▶ _YOUR TASK_: Using the records below, repeat exactly the lines from the one holding "locate overcast sky --format jsonl" through the one holding "locate window --format jsonl", both ends included, and no others.

▶ _EXCERPTED RECORDS_:
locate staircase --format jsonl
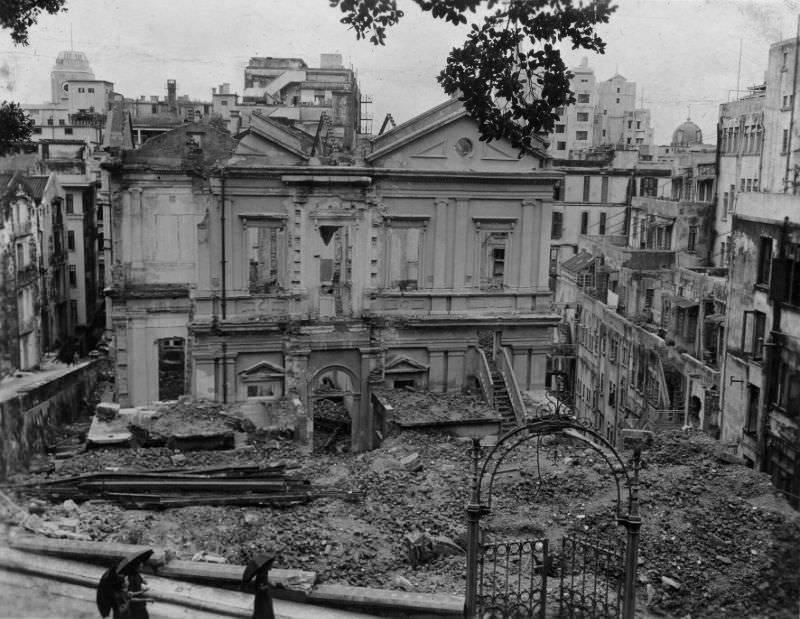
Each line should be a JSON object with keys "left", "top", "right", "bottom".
{"left": 490, "top": 363, "right": 516, "bottom": 429}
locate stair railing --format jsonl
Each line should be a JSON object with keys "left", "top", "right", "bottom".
{"left": 475, "top": 346, "right": 495, "bottom": 407}
{"left": 497, "top": 346, "right": 527, "bottom": 426}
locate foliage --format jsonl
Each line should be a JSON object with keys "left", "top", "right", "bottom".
{"left": 331, "top": 0, "right": 616, "bottom": 150}
{"left": 0, "top": 101, "right": 34, "bottom": 155}
{"left": 0, "top": 0, "right": 67, "bottom": 45}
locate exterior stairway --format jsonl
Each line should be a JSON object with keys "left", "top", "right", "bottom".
{"left": 490, "top": 365, "right": 517, "bottom": 430}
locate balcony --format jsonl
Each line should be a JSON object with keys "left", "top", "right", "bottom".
{"left": 549, "top": 343, "right": 576, "bottom": 357}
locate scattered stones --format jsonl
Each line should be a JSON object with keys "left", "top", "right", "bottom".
{"left": 661, "top": 576, "right": 681, "bottom": 590}
{"left": 391, "top": 575, "right": 414, "bottom": 591}
{"left": 61, "top": 499, "right": 79, "bottom": 513}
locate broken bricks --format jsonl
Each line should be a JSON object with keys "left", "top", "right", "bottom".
{"left": 403, "top": 531, "right": 464, "bottom": 566}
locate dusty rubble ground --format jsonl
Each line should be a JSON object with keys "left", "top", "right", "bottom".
{"left": 7, "top": 389, "right": 800, "bottom": 619}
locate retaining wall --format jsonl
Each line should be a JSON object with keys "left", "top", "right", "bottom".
{"left": 0, "top": 361, "right": 98, "bottom": 479}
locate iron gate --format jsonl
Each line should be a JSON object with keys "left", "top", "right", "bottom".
{"left": 465, "top": 417, "right": 648, "bottom": 619}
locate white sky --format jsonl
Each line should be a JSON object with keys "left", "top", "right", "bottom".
{"left": 0, "top": 0, "right": 798, "bottom": 144}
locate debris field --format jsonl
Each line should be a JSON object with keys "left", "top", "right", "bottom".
{"left": 5, "top": 394, "right": 800, "bottom": 619}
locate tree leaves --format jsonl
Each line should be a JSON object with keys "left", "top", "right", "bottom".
{"left": 0, "top": 101, "right": 34, "bottom": 155}
{"left": 0, "top": 0, "right": 68, "bottom": 46}
{"left": 332, "top": 0, "right": 616, "bottom": 151}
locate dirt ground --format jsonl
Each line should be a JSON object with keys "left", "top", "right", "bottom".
{"left": 6, "top": 394, "right": 800, "bottom": 619}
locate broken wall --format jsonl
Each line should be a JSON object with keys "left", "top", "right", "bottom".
{"left": 0, "top": 360, "right": 97, "bottom": 479}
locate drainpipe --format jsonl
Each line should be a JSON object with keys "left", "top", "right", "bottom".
{"left": 220, "top": 170, "right": 227, "bottom": 319}
{"left": 786, "top": 17, "right": 800, "bottom": 195}
{"left": 222, "top": 341, "right": 228, "bottom": 404}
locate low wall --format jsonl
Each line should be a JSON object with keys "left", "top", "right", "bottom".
{"left": 0, "top": 360, "right": 98, "bottom": 479}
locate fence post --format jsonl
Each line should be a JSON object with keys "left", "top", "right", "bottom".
{"left": 464, "top": 437, "right": 483, "bottom": 618}
{"left": 621, "top": 446, "right": 643, "bottom": 619}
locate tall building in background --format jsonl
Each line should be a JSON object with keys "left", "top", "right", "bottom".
{"left": 547, "top": 59, "right": 654, "bottom": 159}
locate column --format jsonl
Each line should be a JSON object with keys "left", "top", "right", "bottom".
{"left": 358, "top": 347, "right": 381, "bottom": 451}
{"left": 453, "top": 200, "right": 469, "bottom": 290}
{"left": 519, "top": 199, "right": 536, "bottom": 291}
{"left": 447, "top": 349, "right": 466, "bottom": 392}
{"left": 433, "top": 199, "right": 448, "bottom": 290}
{"left": 428, "top": 350, "right": 446, "bottom": 392}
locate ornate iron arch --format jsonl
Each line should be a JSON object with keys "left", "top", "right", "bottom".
{"left": 476, "top": 417, "right": 633, "bottom": 517}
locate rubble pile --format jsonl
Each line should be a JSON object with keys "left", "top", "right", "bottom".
{"left": 6, "top": 418, "right": 800, "bottom": 617}
{"left": 374, "top": 388, "right": 497, "bottom": 424}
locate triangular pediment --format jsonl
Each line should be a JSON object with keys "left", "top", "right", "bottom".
{"left": 239, "top": 360, "right": 286, "bottom": 378}
{"left": 233, "top": 126, "right": 308, "bottom": 163}
{"left": 384, "top": 355, "right": 429, "bottom": 374}
{"left": 367, "top": 100, "right": 548, "bottom": 172}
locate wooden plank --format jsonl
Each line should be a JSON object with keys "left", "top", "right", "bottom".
{"left": 9, "top": 533, "right": 317, "bottom": 594}
{"left": 308, "top": 584, "right": 465, "bottom": 615}
{"left": 9, "top": 534, "right": 169, "bottom": 568}
{"left": 0, "top": 548, "right": 377, "bottom": 618}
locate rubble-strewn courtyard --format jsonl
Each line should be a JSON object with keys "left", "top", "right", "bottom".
{"left": 5, "top": 392, "right": 799, "bottom": 619}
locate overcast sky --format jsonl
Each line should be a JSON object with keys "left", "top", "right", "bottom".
{"left": 1, "top": 0, "right": 798, "bottom": 144}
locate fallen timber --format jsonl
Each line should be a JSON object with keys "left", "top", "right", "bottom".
{"left": 17, "top": 462, "right": 361, "bottom": 509}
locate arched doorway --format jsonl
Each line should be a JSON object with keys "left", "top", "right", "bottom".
{"left": 309, "top": 365, "right": 360, "bottom": 453}
{"left": 464, "top": 413, "right": 647, "bottom": 618}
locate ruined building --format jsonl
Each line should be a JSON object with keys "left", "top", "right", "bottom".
{"left": 553, "top": 118, "right": 723, "bottom": 446}
{"left": 103, "top": 95, "right": 561, "bottom": 451}
{"left": 720, "top": 35, "right": 800, "bottom": 507}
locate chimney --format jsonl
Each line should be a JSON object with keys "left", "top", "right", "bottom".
{"left": 221, "top": 83, "right": 231, "bottom": 95}
{"left": 167, "top": 79, "right": 177, "bottom": 113}
{"left": 212, "top": 87, "right": 217, "bottom": 95}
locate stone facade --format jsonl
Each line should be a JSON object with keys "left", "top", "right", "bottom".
{"left": 105, "top": 100, "right": 560, "bottom": 451}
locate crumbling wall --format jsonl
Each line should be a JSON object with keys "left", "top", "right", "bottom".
{"left": 0, "top": 360, "right": 97, "bottom": 479}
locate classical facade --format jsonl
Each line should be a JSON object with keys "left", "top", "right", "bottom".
{"left": 105, "top": 99, "right": 560, "bottom": 451}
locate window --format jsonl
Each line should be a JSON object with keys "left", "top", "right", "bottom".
{"left": 32, "top": 127, "right": 42, "bottom": 134}
{"left": 637, "top": 121, "right": 641, "bottom": 129}
{"left": 577, "top": 112, "right": 589, "bottom": 122}
{"left": 746, "top": 178, "right": 752, "bottom": 192}
{"left": 551, "top": 212, "right": 563, "bottom": 239}
{"left": 386, "top": 220, "right": 425, "bottom": 290}
{"left": 745, "top": 384, "right": 760, "bottom": 434}
{"left": 68, "top": 265, "right": 77, "bottom": 287}
{"left": 599, "top": 212, "right": 607, "bottom": 235}
{"left": 641, "top": 177, "right": 657, "bottom": 197}
{"left": 775, "top": 361, "right": 800, "bottom": 413}
{"left": 627, "top": 121, "right": 632, "bottom": 129}
{"left": 577, "top": 93, "right": 590, "bottom": 103}
{"left": 742, "top": 310, "right": 766, "bottom": 359}
{"left": 77, "top": 87, "right": 84, "bottom": 93}
{"left": 758, "top": 237, "right": 773, "bottom": 285}
{"left": 555, "top": 124, "right": 565, "bottom": 134}
{"left": 549, "top": 247, "right": 559, "bottom": 276}
{"left": 58, "top": 119, "right": 65, "bottom": 126}
{"left": 601, "top": 177, "right": 608, "bottom": 203}
{"left": 576, "top": 131, "right": 588, "bottom": 141}
{"left": 722, "top": 192, "right": 729, "bottom": 219}
{"left": 616, "top": 98, "right": 620, "bottom": 104}
{"left": 556, "top": 141, "right": 566, "bottom": 151}
{"left": 741, "top": 178, "right": 746, "bottom": 192}
{"left": 687, "top": 226, "right": 697, "bottom": 252}
{"left": 97, "top": 233, "right": 104, "bottom": 252}
{"left": 65, "top": 194, "right": 74, "bottom": 214}
{"left": 580, "top": 211, "right": 589, "bottom": 234}
{"left": 729, "top": 185, "right": 735, "bottom": 213}
{"left": 475, "top": 220, "right": 514, "bottom": 290}
{"left": 769, "top": 242, "right": 800, "bottom": 306}
{"left": 64, "top": 128, "right": 73, "bottom": 135}
{"left": 220, "top": 99, "right": 228, "bottom": 106}
{"left": 783, "top": 129, "right": 790, "bottom": 153}
{"left": 70, "top": 299, "right": 78, "bottom": 325}
{"left": 244, "top": 219, "right": 287, "bottom": 294}
{"left": 97, "top": 205, "right": 103, "bottom": 221}
{"left": 602, "top": 129, "right": 606, "bottom": 137}
{"left": 88, "top": 87, "right": 94, "bottom": 93}
{"left": 583, "top": 176, "right": 590, "bottom": 201}
{"left": 47, "top": 118, "right": 53, "bottom": 125}
{"left": 151, "top": 104, "right": 158, "bottom": 114}
{"left": 67, "top": 230, "right": 75, "bottom": 251}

▶ _EXERCISE SOLUTION_:
locate overcast sky --format jsonl
Each line should be a JSON object with keys "left", "top", "right", "bottom".
{"left": 1, "top": 0, "right": 798, "bottom": 144}
locate fallen timber --format jsonl
Each line should be a JSON object with keys "left", "top", "right", "bottom".
{"left": 17, "top": 462, "right": 361, "bottom": 509}
locate arched doorway --format jsonl
Each line should be a JSON object with keys "left", "top", "right", "bottom".
{"left": 309, "top": 365, "right": 360, "bottom": 453}
{"left": 464, "top": 413, "right": 647, "bottom": 618}
locate ruined building --format jsonl
Each line should be a JSON object with keys "left", "top", "right", "bottom".
{"left": 553, "top": 118, "right": 723, "bottom": 446}
{"left": 103, "top": 95, "right": 561, "bottom": 451}
{"left": 720, "top": 35, "right": 800, "bottom": 507}
locate chimney --format jsonl
Each line should be a JSON object with keys "left", "top", "right", "bottom".
{"left": 221, "top": 83, "right": 231, "bottom": 95}
{"left": 167, "top": 79, "right": 177, "bottom": 113}
{"left": 212, "top": 87, "right": 217, "bottom": 95}
locate stone facade --format jsonl
Each line should be a JSON object with keys "left", "top", "right", "bottom".
{"left": 105, "top": 100, "right": 560, "bottom": 451}
locate crumbling wall --format jsonl
Each line should be a JSON object with keys "left", "top", "right", "bottom".
{"left": 0, "top": 360, "right": 97, "bottom": 479}
locate classical facade --format jsonl
Each line should be a JSON object with keys "left", "top", "right", "bottom".
{"left": 105, "top": 99, "right": 560, "bottom": 451}
locate window --format jsonl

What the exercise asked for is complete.